[Task] From the passage on VR motion-to-photon latency below, reproduce everything from "Well, turns out" down to "the motion-to-photon latency.", word for word.

[Selected text]
Unfortunately, things in VR are slightly different.

To begin with, you don't actually need to get new visual input to know that your head position has changed. If you close your eyes and turn your head, your brain will get feedback from your neck muscles stretching and contracting, the tension on ligaments and tendons changing, the nerves in surrounding areas getting stimulated, angular acceleration being registered by vestibular system, and so on.

What this effectively means is that when you turn your head, your brain expects to receive the new set of photons because of proprioception. If there is a noticeable delay between your head movement and the new set of photons reaching your eyes, your brain realizes that something is wrong and copes with it using the oldest known trick in the book... Just like hundreds of thousands of years ago, if you ate the berries from the plant that you weren't supposed to and the toxins in the berries affected the levels of neurotransmitters, your brain would tell your body to get rid of the toxins in the fastest way possible: by making you throw up.

In VR's case, if the delay between the head movement and the new corresponding visual input exceeds 15-20ms (this delay is also known as motion-to-photon latency), you start experiencing the simulator sickness. Unfortunately, most of today's smartphones when used for VR, have the motion-to-photon latency of about 80-100ms.

This is because of two main reasons: the first reason is that today's smartphone operating systems have not been optimized for VR -- modern mobile OSes contain deep rendering stacks with double/triple buffering, no direct front buffer access, etc, which increase the time between the new frame being ready and the time when the new pixels are being sent to display. The second reason is that the underlying hardware components in the smartphones themselves also were not built for VR -- current smartphones ship with high-persistence displays (pixels take long time to switch on-and-off), low spatiotemporal resolution IMUs and so on.

So how does this all relate to the headstraps on Cardboard-like devices?

Well, turns out that the human peak angular neck velocity (~300 deg/s [1] [2]), is around 2-3 times faster than the peak angular torso velocity! (If you'd like to convince yourself, do a simple experiment: set a timer to 30 seconds and see how many times you can twist your neck side-to-side with your hands resting on your lap vs turning side-to-side with your hands held behind your head.)

By removing the headstrap and requiring the user to hold the viewer to their head with their hands, Cardboard-like devices effectively shift the user's yaw rotation plane from neck to torso, which in turn (pun intended) limits the maximum speed at which the user can change the position of their field of view, and masks the motion-to-photon latency.

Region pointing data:
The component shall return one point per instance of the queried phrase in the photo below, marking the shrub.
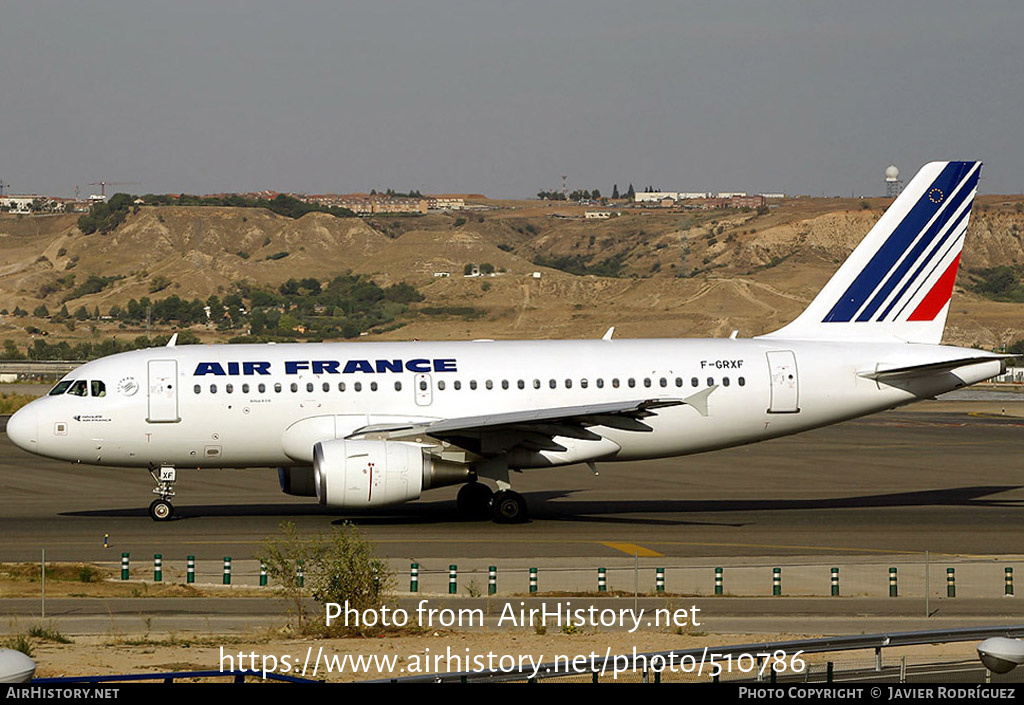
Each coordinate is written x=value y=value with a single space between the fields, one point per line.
x=339 y=567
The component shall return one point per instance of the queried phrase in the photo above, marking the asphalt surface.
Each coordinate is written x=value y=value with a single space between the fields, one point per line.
x=767 y=615
x=904 y=482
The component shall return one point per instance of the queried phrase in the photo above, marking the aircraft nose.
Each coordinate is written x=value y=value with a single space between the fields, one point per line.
x=23 y=428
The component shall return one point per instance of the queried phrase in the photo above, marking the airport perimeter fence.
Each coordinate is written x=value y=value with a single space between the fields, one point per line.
x=898 y=577
x=753 y=663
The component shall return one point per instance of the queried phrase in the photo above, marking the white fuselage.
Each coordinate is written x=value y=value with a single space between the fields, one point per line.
x=203 y=406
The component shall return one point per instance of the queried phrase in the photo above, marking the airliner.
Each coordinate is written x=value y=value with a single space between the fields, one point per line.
x=371 y=424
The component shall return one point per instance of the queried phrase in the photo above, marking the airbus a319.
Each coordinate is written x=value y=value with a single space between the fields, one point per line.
x=373 y=424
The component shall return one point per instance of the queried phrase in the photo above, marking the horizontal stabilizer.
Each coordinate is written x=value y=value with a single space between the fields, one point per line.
x=911 y=371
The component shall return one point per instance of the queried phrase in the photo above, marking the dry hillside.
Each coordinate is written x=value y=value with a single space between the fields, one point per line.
x=676 y=274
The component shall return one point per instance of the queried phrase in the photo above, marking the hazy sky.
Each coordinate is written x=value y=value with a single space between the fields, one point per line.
x=504 y=97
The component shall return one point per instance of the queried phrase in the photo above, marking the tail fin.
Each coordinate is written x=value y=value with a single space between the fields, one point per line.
x=897 y=283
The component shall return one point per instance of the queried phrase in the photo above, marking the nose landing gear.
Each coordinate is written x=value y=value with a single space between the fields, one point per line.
x=161 y=509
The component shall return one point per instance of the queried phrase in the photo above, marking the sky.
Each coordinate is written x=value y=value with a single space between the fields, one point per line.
x=504 y=97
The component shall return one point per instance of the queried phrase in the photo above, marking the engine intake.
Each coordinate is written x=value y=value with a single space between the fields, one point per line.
x=365 y=473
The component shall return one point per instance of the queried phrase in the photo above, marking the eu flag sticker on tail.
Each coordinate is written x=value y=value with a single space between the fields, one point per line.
x=915 y=254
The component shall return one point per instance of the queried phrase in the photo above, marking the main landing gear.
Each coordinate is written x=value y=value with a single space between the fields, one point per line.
x=509 y=507
x=476 y=501
x=161 y=509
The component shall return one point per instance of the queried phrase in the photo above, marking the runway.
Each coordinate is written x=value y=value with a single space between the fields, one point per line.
x=941 y=477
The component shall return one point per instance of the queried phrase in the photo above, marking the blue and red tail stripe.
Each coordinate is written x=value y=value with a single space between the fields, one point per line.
x=933 y=220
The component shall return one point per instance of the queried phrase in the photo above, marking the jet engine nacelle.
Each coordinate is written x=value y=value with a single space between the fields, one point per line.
x=364 y=473
x=1000 y=655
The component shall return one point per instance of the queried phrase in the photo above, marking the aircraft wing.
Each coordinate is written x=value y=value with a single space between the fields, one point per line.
x=535 y=428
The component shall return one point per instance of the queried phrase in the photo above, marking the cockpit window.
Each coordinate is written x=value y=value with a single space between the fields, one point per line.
x=61 y=387
x=79 y=388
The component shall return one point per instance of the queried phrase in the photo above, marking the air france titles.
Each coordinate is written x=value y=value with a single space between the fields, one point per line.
x=248 y=368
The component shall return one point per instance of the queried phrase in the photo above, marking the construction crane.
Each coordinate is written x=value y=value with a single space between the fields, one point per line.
x=102 y=185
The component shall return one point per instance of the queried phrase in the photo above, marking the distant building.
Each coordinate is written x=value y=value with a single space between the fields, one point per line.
x=442 y=203
x=748 y=201
x=368 y=204
x=32 y=203
x=654 y=196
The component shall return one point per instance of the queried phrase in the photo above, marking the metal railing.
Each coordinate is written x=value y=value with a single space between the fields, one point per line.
x=642 y=663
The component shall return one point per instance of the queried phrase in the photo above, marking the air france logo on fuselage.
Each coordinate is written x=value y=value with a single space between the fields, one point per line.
x=249 y=368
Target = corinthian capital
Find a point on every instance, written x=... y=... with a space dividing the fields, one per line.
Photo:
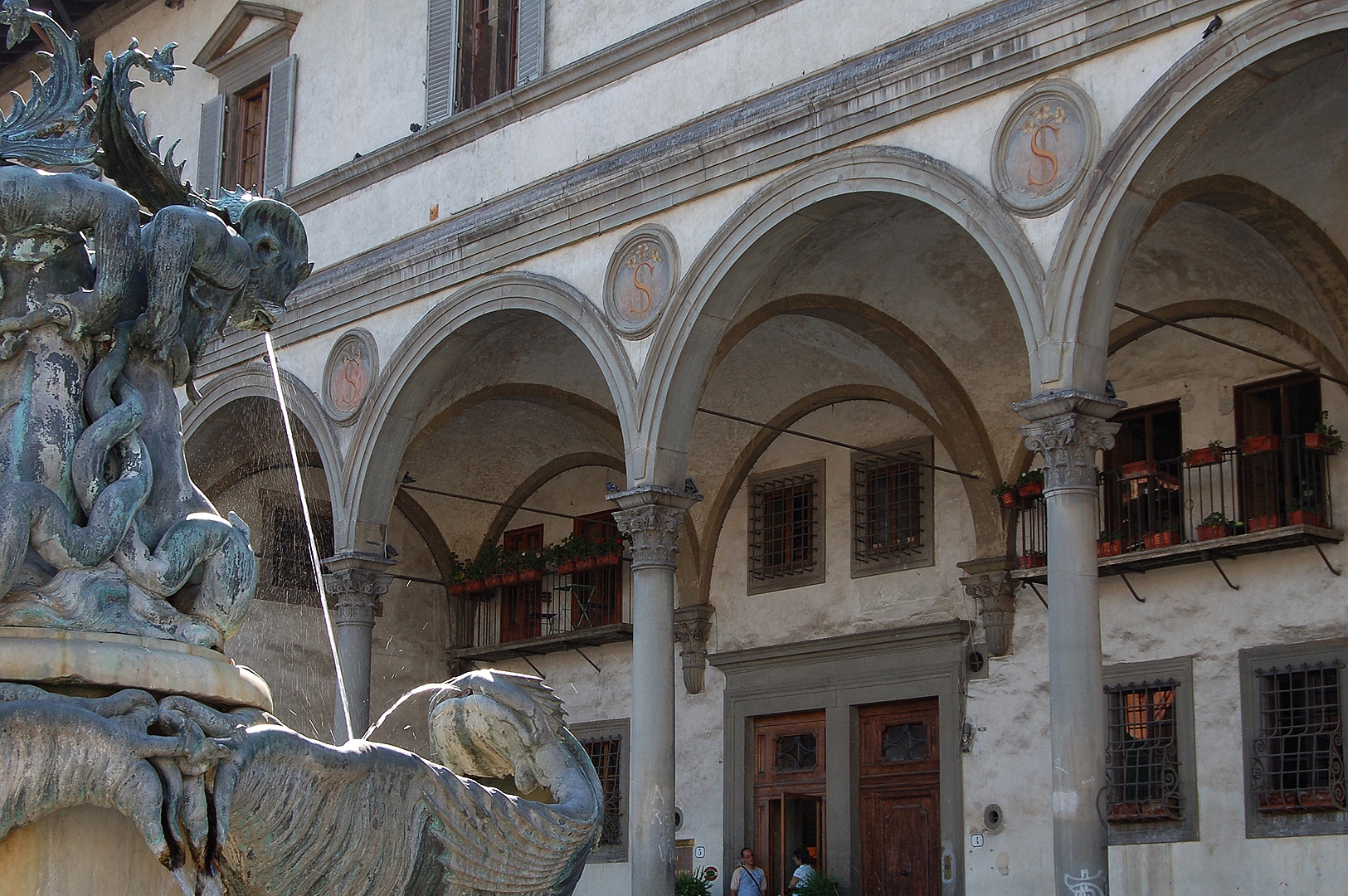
x=650 y=518
x=355 y=593
x=1068 y=429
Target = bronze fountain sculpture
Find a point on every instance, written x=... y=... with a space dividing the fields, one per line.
x=103 y=533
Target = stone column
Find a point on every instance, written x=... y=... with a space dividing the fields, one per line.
x=355 y=585
x=1068 y=429
x=651 y=516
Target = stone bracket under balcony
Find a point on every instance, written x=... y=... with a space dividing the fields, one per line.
x=546 y=645
x=1219 y=548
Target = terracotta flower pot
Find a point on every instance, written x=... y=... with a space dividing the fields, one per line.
x=1258 y=444
x=1160 y=539
x=1305 y=518
x=1138 y=469
x=1033 y=559
x=1263 y=522
x=1208 y=533
x=1203 y=457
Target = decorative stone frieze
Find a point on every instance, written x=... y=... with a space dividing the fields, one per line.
x=640 y=279
x=692 y=628
x=351 y=371
x=1045 y=147
x=355 y=595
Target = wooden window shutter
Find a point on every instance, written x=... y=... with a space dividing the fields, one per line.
x=280 y=114
x=530 y=41
x=441 y=60
x=211 y=146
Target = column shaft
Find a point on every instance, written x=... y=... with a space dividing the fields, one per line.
x=1076 y=684
x=651 y=518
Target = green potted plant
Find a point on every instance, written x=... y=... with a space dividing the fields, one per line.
x=1207 y=455
x=1326 y=440
x=693 y=883
x=1259 y=444
x=1166 y=537
x=821 y=884
x=1304 y=515
x=1214 y=526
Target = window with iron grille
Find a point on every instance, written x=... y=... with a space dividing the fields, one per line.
x=786 y=533
x=606 y=744
x=891 y=509
x=1294 y=740
x=1150 y=792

[Answer box]
Well, turns out that the human peak angular neck velocity (~300 deg/s [1] [2]), is around 2-3 times faster than the peak angular torso velocity! (If you'd like to convince yourself, do a simple experiment: set a timer to 30 seconds and see how many times you can twist your neck side-to-side with your hands resting on your lap vs turning side-to-side with your hands held behind your head.)

By removing the headstrap and requiring the user to hold the viewer to their head with their hands, Cardboard-like devices effectively shift the user's yaw rotation plane from neck to torso, which in turn (pun intended) limits the maximum speed at which the user can change the position of their field of view, and masks the motion-to-photon latency.